PROBLEM REQUIREMENTS:
Every record, down to the last line, must be given again exactly.

*** RECORDS SUPPLIED ***

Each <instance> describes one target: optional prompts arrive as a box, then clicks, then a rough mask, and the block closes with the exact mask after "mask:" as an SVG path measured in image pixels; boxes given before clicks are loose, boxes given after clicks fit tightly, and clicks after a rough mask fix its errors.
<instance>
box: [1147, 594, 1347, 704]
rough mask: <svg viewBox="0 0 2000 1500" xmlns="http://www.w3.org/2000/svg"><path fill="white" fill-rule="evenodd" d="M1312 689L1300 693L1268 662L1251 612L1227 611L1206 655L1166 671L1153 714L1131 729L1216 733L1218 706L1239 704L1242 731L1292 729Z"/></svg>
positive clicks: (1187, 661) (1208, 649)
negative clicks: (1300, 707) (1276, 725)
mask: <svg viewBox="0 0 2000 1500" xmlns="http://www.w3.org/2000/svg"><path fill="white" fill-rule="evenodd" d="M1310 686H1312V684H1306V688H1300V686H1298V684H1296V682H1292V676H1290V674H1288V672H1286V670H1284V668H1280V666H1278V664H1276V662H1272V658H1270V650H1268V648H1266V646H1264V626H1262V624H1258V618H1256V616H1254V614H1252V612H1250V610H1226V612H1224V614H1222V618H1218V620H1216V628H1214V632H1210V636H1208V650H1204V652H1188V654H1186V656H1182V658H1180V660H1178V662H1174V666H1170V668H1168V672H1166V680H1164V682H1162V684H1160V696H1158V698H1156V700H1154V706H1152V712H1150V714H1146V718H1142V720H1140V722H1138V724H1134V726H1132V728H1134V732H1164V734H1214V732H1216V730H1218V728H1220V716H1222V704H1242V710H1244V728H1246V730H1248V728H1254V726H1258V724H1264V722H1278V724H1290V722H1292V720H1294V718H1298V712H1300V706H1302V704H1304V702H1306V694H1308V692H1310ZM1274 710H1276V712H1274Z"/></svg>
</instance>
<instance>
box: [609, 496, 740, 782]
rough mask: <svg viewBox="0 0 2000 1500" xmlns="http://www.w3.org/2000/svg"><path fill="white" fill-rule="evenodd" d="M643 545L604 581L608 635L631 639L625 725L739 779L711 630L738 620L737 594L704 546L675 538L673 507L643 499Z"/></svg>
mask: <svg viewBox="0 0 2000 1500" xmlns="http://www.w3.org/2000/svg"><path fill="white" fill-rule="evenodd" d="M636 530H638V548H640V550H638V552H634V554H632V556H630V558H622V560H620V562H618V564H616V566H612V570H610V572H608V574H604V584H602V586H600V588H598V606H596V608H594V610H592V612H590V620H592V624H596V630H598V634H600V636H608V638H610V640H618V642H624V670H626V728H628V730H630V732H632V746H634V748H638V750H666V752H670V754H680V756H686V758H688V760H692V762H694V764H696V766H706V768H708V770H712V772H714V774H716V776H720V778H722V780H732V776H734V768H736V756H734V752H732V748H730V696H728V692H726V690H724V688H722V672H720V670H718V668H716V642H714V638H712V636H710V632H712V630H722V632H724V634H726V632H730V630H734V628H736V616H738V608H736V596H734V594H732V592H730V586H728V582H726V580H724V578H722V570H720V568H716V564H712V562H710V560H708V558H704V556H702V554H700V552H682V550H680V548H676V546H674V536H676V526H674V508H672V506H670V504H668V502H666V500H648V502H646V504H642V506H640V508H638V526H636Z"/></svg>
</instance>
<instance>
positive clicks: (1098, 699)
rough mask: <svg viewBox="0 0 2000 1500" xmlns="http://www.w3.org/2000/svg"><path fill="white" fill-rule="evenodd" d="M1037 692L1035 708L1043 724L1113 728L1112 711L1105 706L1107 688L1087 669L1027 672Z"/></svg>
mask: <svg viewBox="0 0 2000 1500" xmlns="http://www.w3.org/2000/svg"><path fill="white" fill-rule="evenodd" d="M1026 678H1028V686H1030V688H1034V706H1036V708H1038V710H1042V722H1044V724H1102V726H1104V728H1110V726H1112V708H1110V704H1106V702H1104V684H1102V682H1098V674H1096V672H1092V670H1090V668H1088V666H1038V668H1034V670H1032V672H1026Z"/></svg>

*** End of RECORDS SUPPLIED ***

OUTPUT OF THE TASK:
Each <instance> describes one target: optional prompts arrive as a box, then clicks, then a rough mask, and the block closes with the exact mask after "mask:" as an SVG path measured in image pixels; boxes given before clicks are loose, boxes given after clicks fit tightly, and clicks after a rough mask fix its errors.
<instance>
box: [1147, 594, 1347, 704]
rough mask: <svg viewBox="0 0 2000 1500" xmlns="http://www.w3.org/2000/svg"><path fill="white" fill-rule="evenodd" d="M1312 689L1300 693L1268 662L1251 612L1227 611L1206 655L1166 671L1153 714L1131 729L1216 733L1218 706L1239 704L1242 731L1292 729Z"/></svg>
positive clicks: (1187, 661) (1208, 649)
negative clicks: (1300, 707) (1276, 725)
mask: <svg viewBox="0 0 2000 1500" xmlns="http://www.w3.org/2000/svg"><path fill="white" fill-rule="evenodd" d="M1310 686H1312V684H1306V688H1300V686H1298V684H1296V682H1292V676H1290V674H1288V672H1286V670H1284V668H1280V666H1278V664H1276V662H1272V658H1270V650H1268V648H1266V646H1264V626H1262V624H1258V618H1256V616H1254V614H1252V612H1250V610H1226V612H1224V614H1222V618H1218V620H1216V628H1214V632H1210V636H1208V650H1204V652H1188V654H1186V656H1182V658H1180V660H1178V662H1174V666H1170V668H1168V672H1166V680H1164V682H1162V684H1160V696H1158V698H1156V700H1154V706H1152V712H1150V714H1146V718H1142V720H1140V722H1138V724H1134V726H1132V728H1134V732H1164V734H1214V732H1216V730H1218V728H1220V716H1222V704H1242V710H1244V728H1246V730H1248V728H1254V726H1258V724H1264V722H1278V724H1290V722H1292V720H1294V718H1298V712H1300V706H1302V704H1304V702H1306V694H1308V692H1310ZM1274 710H1276V712H1274Z"/></svg>
</instance>
<instance>
box: [609, 496, 740, 782]
rough mask: <svg viewBox="0 0 2000 1500" xmlns="http://www.w3.org/2000/svg"><path fill="white" fill-rule="evenodd" d="M643 545L604 581L608 635L631 639L625 725L739 779L711 630L738 620L737 594L704 546L675 538L673 507L643 499Z"/></svg>
mask: <svg viewBox="0 0 2000 1500" xmlns="http://www.w3.org/2000/svg"><path fill="white" fill-rule="evenodd" d="M636 530H638V548H640V550H638V552H634V554H632V556H630V558H622V560H620V562H618V564H616V566H612V570H610V572H608V574H604V584H602V586H600V588H598V606H596V608H594V610H592V612H590V620H592V624H596V630H598V634H600V636H608V638H610V640H618V642H624V670H626V728H628V730H630V732H632V746H634V748H638V750H666V752H670V754H680V756H686V758H688V760H692V762H694V764H696V766H706V768H708V770H712V772H714V774H716V776H720V778H722V780H732V776H734V768H736V756H734V752H732V748H730V696H728V692H726V690H724V688H722V672H720V670H718V668H716V642H714V638H712V636H710V632H712V630H722V632H724V634H726V632H730V630H734V628H736V616H738V608H736V596H734V594H732V592H730V586H728V582H726V580H724V578H722V570H720V568H716V564H712V562H710V560H708V558H704V556H702V554H700V552H682V550H680V548H676V546H674V536H676V526H674V508H672V506H670V504H668V502H666V500H648V502H646V504H642V506H640V508H638V526H636Z"/></svg>
</instance>
<instance>
positive clicks: (1098, 699)
rough mask: <svg viewBox="0 0 2000 1500" xmlns="http://www.w3.org/2000/svg"><path fill="white" fill-rule="evenodd" d="M1037 692L1035 708L1043 724L1113 728L1112 711L1105 706L1107 688L1087 669L1027 672Z"/></svg>
mask: <svg viewBox="0 0 2000 1500" xmlns="http://www.w3.org/2000/svg"><path fill="white" fill-rule="evenodd" d="M1026 678H1028V686H1030V688H1034V706H1036V708H1038V710H1042V722H1044V724H1102V726H1104V728H1110V726H1112V708H1110V704H1106V702H1104V684H1102V682H1098V674H1096V672H1092V670H1090V668H1088V666H1038V668H1034V670H1032V672H1026Z"/></svg>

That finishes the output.